**EXERCISES TO COMPLETE**.
A: Answer these questions from the model stitching article:
(i) At which conference was the paper accepted?
(ii) At which layer of the target model is the feature-matching loss applied?
(iii) What does the VFM Stitch Tree share across multiple VFMs?
B: Output the passage of the model stitching article from "A research team" up to and including "and downstream tasks.", copied exactly.
C: Decide whether each statement agrees with the model stitching article. Answer yes or no, and quote the words from the article that decide it.
(i) Zheda Mai led the research team behind the paper.
(ii) Conventional stitching approaches reliably succeed with these models.
(iii) The VFM Stitch Tree keeps the specialized later layers of each model distinct.

TEXT EXCERPT: Begin

Revisiting Model Stitching In the Foundation Model Era
A new method reliably stitches together different vision foundation models like CLIP and DINOv2, often improving performance.
A research team led by Zheda Mai has published a significant paper, 'Revisiting Model Stitching In the Foundation Model Era,' accepted at CVPR 2023. The work systematically investigates whether modern, heterogeneous Vision Foundation Models (VFMs)—trained on different data, with different objectives, and sometimes on different modalities (e.g., CLIP, DINOv2, SigLIP)—can be effectively combined. The researchers introduced a rigorous protocol testing various stitch points, layer types, training losses, and downstream tasks.
Their findings reveal that conventional stitching approaches often fail, but a simple feature-matching loss applied at the target model's penultimate layer makes these diverse VFMs reliably stitchable. Crucially, for deep stitch points, the resulting hybrid model can actually outperform both of its constituent models, adding only minimal computational overhead from a small 'stitch layer.' This challenges the prior understanding of stitching as merely a compatibility probe.
Building on this, the team proposes the VFM Stitch Tree (VST), a framework for sharing early layers across multiple VFMs while keeping their specialized later layers distinct. This architecture enables a controllable trade-off between accuracy and latency, which is particularly valuable for complex multimodal systems like large language models that rely on multiple visual encoders. The study effectively elevates model stitching from an academic diagnostic to a practical engineering recipe for building more capable and efficient AI systems by integrating complementary model strengths.
- A simple feature-matching loss enables reliable stitching of diverse Vision Foundation Models (CLIP, DINOv2, SigLIP), where previous methods failed.
- At deep stitch points, the combined model can exceed the performance of either original model with only a small inference cost for the stitch layer.
- The proposed VFM Stitch Tree (VST) allows sharing early layers across models, creating an accuracy-latency trade-off useful for multimodal AI systems.
Why It Matters
Provides a practical method to combine best-in-class AI components, potentially creating superior hybrid models without training from scratch.

TEXT EXCERPT: End
MATERIAL PROVIDED: Begin

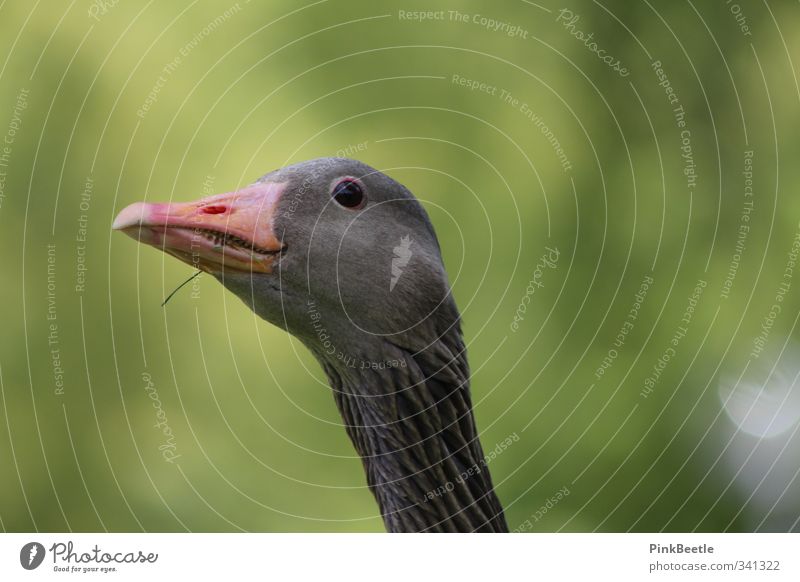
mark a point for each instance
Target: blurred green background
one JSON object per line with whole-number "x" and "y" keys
{"x": 691, "y": 425}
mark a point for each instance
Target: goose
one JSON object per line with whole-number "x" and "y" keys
{"x": 345, "y": 258}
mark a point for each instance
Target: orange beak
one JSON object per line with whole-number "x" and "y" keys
{"x": 225, "y": 232}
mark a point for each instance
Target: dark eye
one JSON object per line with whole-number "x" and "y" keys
{"x": 348, "y": 193}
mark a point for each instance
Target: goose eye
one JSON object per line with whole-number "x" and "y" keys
{"x": 349, "y": 194}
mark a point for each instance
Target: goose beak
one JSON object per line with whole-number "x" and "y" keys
{"x": 225, "y": 232}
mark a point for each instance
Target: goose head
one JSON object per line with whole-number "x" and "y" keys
{"x": 346, "y": 259}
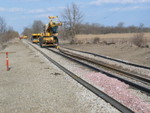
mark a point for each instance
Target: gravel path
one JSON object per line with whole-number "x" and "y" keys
{"x": 35, "y": 86}
{"x": 132, "y": 98}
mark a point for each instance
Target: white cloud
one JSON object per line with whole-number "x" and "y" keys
{"x": 99, "y": 2}
{"x": 15, "y": 10}
{"x": 2, "y": 9}
{"x": 37, "y": 11}
{"x": 129, "y": 8}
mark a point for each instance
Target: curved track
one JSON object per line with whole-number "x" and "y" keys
{"x": 130, "y": 82}
{"x": 93, "y": 89}
{"x": 112, "y": 59}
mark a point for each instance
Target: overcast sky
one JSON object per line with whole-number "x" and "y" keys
{"x": 21, "y": 13}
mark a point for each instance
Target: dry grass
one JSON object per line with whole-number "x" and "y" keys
{"x": 109, "y": 38}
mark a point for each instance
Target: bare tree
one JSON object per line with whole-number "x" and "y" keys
{"x": 37, "y": 26}
{"x": 27, "y": 32}
{"x": 72, "y": 17}
{"x": 3, "y": 27}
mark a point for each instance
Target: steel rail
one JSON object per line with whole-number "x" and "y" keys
{"x": 93, "y": 89}
{"x": 142, "y": 79}
{"x": 109, "y": 58}
{"x": 131, "y": 83}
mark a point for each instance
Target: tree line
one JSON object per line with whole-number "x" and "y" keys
{"x": 6, "y": 32}
{"x": 73, "y": 25}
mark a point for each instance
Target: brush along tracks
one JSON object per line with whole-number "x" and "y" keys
{"x": 90, "y": 87}
{"x": 137, "y": 81}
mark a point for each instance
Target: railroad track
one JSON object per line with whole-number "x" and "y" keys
{"x": 90, "y": 87}
{"x": 112, "y": 59}
{"x": 136, "y": 81}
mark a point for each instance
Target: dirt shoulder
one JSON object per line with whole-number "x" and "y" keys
{"x": 123, "y": 51}
{"x": 33, "y": 85}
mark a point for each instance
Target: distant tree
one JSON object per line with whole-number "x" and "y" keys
{"x": 27, "y": 32}
{"x": 141, "y": 27}
{"x": 120, "y": 25}
{"x": 37, "y": 26}
{"x": 72, "y": 17}
{"x": 3, "y": 24}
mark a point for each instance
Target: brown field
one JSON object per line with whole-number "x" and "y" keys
{"x": 118, "y": 46}
{"x": 111, "y": 37}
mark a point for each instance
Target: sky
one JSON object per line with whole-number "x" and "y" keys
{"x": 22, "y": 13}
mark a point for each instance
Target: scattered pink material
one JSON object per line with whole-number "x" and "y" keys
{"x": 119, "y": 90}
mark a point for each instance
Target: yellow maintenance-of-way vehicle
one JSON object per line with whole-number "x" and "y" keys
{"x": 35, "y": 37}
{"x": 50, "y": 33}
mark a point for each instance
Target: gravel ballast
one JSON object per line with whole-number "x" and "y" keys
{"x": 33, "y": 85}
{"x": 125, "y": 94}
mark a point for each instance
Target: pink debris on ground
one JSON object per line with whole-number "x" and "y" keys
{"x": 120, "y": 91}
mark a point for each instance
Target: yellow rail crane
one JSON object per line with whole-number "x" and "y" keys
{"x": 50, "y": 33}
{"x": 35, "y": 37}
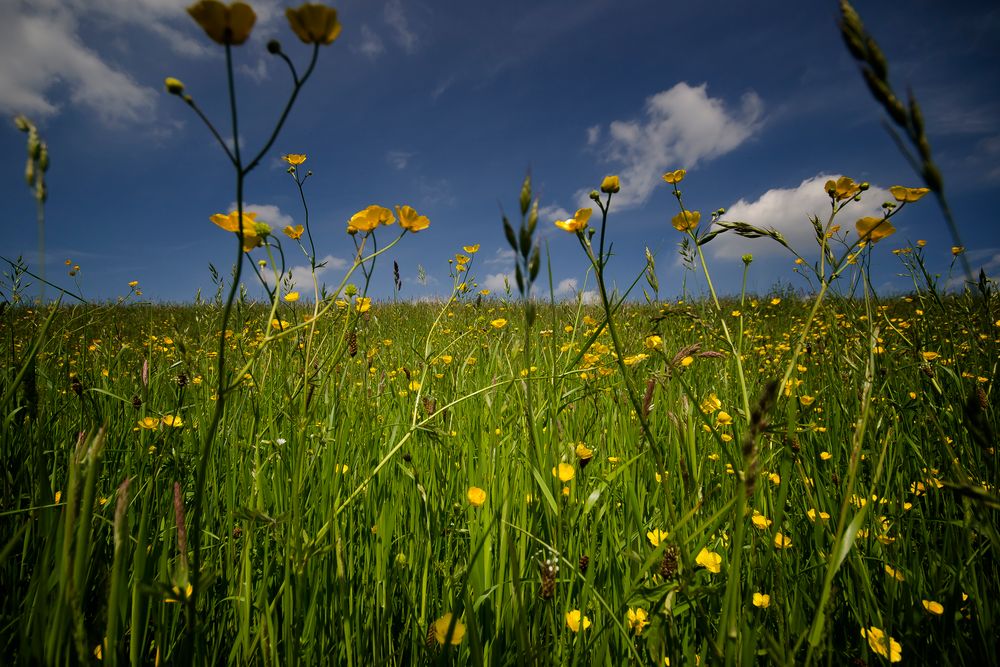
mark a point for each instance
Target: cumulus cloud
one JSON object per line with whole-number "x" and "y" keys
{"x": 498, "y": 282}
{"x": 301, "y": 276}
{"x": 268, "y": 213}
{"x": 43, "y": 55}
{"x": 398, "y": 159}
{"x": 681, "y": 127}
{"x": 42, "y": 50}
{"x": 371, "y": 45}
{"x": 788, "y": 210}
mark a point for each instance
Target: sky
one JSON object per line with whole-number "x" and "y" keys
{"x": 445, "y": 106}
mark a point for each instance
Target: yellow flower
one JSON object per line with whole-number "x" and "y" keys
{"x": 476, "y": 496}
{"x": 841, "y": 189}
{"x": 674, "y": 177}
{"x": 874, "y": 229}
{"x": 686, "y": 220}
{"x": 656, "y": 536}
{"x": 409, "y": 220}
{"x": 709, "y": 560}
{"x": 224, "y": 24}
{"x": 172, "y": 420}
{"x": 904, "y": 194}
{"x": 564, "y": 472}
{"x": 932, "y": 607}
{"x": 887, "y": 647}
{"x": 149, "y": 422}
{"x": 369, "y": 218}
{"x": 575, "y": 618}
{"x": 314, "y": 23}
{"x": 577, "y": 222}
{"x": 253, "y": 231}
{"x": 637, "y": 619}
{"x": 441, "y": 630}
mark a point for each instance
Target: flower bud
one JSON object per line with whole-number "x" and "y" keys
{"x": 174, "y": 86}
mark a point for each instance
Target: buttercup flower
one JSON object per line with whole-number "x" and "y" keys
{"x": 577, "y": 222}
{"x": 564, "y": 472}
{"x": 369, "y": 218}
{"x": 410, "y": 220}
{"x": 314, "y": 23}
{"x": 709, "y": 560}
{"x": 843, "y": 188}
{"x": 253, "y": 231}
{"x": 224, "y": 24}
{"x": 885, "y": 646}
{"x": 904, "y": 194}
{"x": 575, "y": 618}
{"x": 441, "y": 630}
{"x": 476, "y": 496}
{"x": 686, "y": 220}
{"x": 874, "y": 229}
{"x": 637, "y": 619}
{"x": 656, "y": 536}
{"x": 674, "y": 177}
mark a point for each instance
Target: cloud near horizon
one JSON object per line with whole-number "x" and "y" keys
{"x": 682, "y": 126}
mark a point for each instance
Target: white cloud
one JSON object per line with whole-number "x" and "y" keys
{"x": 41, "y": 51}
{"x": 498, "y": 282}
{"x": 268, "y": 213}
{"x": 398, "y": 159}
{"x": 788, "y": 210}
{"x": 398, "y": 21}
{"x": 371, "y": 45}
{"x": 43, "y": 55}
{"x": 501, "y": 256}
{"x": 549, "y": 214}
{"x": 301, "y": 276}
{"x": 682, "y": 126}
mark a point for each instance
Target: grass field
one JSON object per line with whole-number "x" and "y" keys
{"x": 322, "y": 478}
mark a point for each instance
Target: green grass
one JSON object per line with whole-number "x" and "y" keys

MATERIAL PROVIDED: End

**SOLUTIONS**.
A:
(i) CVPR 2023
(ii) The penultimate layer
(iii) Early layers

B:
A research team led by Zheda Mai has published a significant paper, 'Revisiting Model Stitching In the Foundation Model Era,' accepted at CVPR 2023. The work systematically investigates whether modern, heterogeneous Vision Foundation Models (VFMs)—trained on different data, with different objectives, and sometimes on different modalities (e.g., CLIP, DINOv2, SigLIP)—can be effectively combined. The researchers introduced a rigorous protocol testing various stitch points, layer types, training losses, and downstream tasks.

C:
(i) Yes: "A research team led by Zheda Mai"
(ii) No: "conventional stitching approaches often fail"
(iii) Yes: "while keeping their specialized later layers distinct"